OBJECTIVE — Pick out every line in the entries below that contains the word "image". Only matches with the same uppercase and lowercase letters count.

(Bounding box annotation entries)
* start *
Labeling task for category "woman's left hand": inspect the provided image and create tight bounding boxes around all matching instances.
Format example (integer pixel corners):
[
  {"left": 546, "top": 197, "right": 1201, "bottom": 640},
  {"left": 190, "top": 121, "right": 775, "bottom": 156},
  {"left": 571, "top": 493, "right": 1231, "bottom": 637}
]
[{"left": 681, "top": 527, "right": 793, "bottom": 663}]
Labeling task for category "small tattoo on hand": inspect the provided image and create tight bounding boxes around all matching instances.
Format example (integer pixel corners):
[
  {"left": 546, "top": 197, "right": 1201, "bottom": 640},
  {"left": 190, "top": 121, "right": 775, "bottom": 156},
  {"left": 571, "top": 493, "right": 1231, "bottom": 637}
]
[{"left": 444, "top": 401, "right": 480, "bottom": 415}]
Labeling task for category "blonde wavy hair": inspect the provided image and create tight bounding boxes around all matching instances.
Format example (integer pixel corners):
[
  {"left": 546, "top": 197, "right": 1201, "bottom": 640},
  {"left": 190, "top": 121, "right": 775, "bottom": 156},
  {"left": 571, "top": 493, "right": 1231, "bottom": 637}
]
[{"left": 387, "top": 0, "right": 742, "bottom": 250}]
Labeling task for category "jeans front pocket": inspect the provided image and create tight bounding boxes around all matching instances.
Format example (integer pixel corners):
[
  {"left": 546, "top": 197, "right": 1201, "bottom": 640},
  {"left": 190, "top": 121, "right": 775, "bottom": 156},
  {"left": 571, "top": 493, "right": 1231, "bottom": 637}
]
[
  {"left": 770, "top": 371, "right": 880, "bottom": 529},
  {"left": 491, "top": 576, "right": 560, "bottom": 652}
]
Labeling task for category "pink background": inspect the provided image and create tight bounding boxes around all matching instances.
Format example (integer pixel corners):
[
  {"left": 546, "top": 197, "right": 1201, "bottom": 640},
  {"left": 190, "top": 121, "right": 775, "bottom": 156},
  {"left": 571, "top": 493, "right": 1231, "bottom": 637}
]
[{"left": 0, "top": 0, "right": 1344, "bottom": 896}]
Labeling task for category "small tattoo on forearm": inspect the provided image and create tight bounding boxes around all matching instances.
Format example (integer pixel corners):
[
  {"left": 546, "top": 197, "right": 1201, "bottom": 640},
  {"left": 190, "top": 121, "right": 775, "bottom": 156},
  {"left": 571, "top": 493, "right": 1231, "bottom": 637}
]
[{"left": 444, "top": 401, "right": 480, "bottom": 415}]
* end *
EXERCISE RESULT —
Labeling task for category "woman's left hand": inspect the provided image and create tight bounding boxes around all matching instances.
Labeling task for category "small tattoo on hand": inspect the provided image and create tight bounding boxes around all matching instances.
Labeling task for category "blonde wavy hair": inspect the provided image and create tight bounding boxes around all matching instances.
Labeling task for category "jeans front pocket": inspect the provided image and create tight bounding boxes around all matching instances.
Labeling task for category "pink background": inspect the provided image and create tight bounding boxes around all matching instances.
Labeling task for category "small tattoo on forearm": inspect the provided image and create tight bounding boxes around all matching instances.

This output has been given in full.